## [SOAL]
Susun semua baris pada daftar di bawah sebagai daftar bernomor, dan buang baris yang kosong.

## [DAFTAR]
###
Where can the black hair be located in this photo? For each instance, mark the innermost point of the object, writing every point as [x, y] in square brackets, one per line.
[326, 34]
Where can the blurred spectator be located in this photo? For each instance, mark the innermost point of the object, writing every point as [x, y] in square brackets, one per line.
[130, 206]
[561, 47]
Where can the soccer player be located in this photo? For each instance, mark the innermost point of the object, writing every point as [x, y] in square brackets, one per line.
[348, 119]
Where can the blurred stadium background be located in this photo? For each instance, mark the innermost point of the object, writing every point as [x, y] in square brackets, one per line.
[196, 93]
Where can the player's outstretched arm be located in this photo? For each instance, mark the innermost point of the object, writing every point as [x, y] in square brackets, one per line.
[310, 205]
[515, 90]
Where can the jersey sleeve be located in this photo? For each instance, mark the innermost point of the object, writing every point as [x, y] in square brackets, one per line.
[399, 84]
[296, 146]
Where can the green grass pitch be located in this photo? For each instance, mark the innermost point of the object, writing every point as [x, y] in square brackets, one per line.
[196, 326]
###
## [HASIL]
1. Where can the black hair be located in this photo? For each instance, mark the innermost point of the object, writing every point as [x, y] in square brackets, one per line.
2. [326, 34]
3. Where can the blurred spectator be located in this photo? For each instance, mark the innermost point of the object, writing every point as [x, y] in square brackets, one per line.
4. [130, 206]
5. [561, 47]
6. Where can the soccer player be located in this photo? For each instance, mark the innermost point of the object, writing every point as [x, y] in square brackets, one per line.
7. [348, 119]
8. Where can the blurred stadium background be located in this photo? For each instance, mark the innermost point of the object, writing every point as [x, y] in square brackets, one per line.
9. [196, 93]
10. Where can the player's outstretched arm be located in this photo? For each instance, mark the innermost point of the object, writing every point as [x, y] in square brackets, one per line.
11. [310, 205]
12. [515, 90]
13. Where can the jersey sleeve be located in this photo? For each instance, mark the innermost point of the object, writing every point as [x, y] in square brackets, one per line.
14. [399, 84]
15. [296, 146]
16. Where can the green grass pitch be located in this photo? For each instance, mark the innermost point of the object, writing every point as [x, y] in square brackets, one per line.
17. [196, 326]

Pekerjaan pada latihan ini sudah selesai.